Exercise goal: Across the entries below, how many lines contain the string "eyeglasses"? Give only the count.

[Stored dataset items]
● ● ● ● ● ● ●

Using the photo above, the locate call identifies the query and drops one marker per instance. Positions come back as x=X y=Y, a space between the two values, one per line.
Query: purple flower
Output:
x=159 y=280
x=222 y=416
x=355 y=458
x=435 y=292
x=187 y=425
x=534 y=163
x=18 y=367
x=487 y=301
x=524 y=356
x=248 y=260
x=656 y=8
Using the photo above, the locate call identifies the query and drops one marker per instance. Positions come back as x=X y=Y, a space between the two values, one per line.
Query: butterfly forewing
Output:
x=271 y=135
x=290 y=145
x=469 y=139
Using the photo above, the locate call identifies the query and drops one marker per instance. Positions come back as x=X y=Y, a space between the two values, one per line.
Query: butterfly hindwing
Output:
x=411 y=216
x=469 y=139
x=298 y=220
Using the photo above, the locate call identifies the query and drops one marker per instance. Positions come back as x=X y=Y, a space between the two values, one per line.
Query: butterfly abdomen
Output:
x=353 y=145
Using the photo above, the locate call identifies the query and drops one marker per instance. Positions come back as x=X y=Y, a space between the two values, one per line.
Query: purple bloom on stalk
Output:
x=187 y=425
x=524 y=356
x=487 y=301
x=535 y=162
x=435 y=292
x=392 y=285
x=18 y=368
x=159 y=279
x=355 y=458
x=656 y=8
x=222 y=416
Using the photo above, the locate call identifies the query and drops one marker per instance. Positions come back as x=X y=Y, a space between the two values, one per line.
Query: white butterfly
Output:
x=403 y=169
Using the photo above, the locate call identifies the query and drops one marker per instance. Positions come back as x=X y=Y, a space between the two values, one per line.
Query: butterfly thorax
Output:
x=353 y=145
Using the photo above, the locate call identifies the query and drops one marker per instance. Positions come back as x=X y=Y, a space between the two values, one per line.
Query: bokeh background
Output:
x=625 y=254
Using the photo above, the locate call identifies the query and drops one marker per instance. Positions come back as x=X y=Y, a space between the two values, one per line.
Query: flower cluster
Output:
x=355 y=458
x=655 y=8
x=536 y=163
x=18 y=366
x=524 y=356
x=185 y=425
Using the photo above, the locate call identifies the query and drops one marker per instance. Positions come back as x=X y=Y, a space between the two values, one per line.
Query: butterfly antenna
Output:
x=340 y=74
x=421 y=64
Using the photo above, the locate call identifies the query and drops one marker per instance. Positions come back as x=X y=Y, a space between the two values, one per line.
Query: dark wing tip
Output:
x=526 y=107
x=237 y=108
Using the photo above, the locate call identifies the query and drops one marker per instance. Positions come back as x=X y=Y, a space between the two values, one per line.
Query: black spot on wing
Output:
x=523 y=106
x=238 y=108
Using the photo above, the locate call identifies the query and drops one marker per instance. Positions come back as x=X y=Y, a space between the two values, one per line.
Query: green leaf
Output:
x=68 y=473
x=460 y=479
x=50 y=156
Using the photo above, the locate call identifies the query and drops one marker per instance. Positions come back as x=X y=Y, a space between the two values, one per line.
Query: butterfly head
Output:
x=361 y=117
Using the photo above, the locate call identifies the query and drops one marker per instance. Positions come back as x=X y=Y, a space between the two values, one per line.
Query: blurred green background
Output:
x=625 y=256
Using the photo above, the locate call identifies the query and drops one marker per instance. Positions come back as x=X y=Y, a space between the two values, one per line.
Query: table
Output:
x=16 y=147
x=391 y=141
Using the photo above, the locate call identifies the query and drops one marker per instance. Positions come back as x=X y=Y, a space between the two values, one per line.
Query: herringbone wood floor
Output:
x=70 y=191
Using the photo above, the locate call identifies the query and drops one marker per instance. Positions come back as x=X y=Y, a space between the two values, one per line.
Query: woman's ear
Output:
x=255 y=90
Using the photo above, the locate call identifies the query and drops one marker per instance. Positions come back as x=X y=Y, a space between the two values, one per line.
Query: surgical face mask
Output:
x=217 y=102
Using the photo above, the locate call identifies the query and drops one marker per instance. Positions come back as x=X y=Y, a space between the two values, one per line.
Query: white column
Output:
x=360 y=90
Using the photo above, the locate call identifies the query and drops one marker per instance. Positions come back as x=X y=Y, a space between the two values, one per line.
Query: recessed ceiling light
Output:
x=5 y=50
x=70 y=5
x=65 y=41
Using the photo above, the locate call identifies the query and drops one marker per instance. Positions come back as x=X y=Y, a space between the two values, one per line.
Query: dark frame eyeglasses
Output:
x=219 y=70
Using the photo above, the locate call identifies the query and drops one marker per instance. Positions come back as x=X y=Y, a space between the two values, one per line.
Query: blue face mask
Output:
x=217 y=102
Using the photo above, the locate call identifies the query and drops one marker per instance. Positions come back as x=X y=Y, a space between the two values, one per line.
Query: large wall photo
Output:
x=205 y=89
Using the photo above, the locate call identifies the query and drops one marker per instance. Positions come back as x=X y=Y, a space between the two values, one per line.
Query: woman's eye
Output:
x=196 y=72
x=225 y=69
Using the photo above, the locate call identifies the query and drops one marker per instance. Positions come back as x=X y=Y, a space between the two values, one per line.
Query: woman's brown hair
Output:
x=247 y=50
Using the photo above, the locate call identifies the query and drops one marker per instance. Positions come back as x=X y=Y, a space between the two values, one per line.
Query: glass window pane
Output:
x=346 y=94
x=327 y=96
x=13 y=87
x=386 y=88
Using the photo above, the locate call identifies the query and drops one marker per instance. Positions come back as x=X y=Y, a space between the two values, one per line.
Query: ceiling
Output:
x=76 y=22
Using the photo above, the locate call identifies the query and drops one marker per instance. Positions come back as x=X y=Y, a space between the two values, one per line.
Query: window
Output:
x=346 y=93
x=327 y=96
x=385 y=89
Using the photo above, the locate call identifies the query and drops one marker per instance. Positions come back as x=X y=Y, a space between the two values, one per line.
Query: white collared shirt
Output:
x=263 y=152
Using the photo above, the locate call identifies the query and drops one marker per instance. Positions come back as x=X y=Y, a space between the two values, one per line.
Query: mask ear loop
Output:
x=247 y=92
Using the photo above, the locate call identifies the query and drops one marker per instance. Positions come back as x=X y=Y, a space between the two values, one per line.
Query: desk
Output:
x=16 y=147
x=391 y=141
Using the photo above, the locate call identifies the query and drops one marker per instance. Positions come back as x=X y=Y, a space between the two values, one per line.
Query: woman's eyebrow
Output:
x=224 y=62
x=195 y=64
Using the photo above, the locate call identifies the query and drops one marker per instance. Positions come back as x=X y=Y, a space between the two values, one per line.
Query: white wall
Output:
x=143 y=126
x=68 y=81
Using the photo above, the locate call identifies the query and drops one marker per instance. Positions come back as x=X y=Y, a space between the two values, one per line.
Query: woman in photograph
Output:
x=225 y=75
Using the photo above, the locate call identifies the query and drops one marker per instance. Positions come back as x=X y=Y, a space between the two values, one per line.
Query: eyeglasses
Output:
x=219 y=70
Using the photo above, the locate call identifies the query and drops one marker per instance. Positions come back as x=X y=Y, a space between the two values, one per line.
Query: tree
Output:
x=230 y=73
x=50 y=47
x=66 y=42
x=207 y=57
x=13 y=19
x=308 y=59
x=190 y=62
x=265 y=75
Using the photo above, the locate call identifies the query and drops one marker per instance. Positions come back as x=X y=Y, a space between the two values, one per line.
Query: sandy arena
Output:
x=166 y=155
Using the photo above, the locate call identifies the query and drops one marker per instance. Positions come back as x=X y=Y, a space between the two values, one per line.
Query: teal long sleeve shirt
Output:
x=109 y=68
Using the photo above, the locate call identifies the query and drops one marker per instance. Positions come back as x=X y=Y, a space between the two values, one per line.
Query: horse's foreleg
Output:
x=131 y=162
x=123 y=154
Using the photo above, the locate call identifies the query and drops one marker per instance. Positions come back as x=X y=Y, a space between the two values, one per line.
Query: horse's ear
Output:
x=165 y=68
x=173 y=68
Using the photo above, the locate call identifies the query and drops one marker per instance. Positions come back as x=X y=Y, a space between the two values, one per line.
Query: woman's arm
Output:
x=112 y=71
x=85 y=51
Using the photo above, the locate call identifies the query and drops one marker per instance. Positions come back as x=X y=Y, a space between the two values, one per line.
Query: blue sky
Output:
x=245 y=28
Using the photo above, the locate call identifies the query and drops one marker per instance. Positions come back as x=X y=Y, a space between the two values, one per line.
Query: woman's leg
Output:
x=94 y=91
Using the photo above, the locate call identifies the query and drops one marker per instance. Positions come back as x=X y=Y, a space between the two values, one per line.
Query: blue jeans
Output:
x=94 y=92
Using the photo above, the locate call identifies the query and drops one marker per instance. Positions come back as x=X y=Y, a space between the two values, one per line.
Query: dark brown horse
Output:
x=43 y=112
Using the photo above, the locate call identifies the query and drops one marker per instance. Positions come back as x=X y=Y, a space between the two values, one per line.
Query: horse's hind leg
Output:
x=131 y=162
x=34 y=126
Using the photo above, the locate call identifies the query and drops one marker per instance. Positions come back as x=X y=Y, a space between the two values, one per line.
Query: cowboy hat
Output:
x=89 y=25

● ● ● ● ● ● ●

Response: 2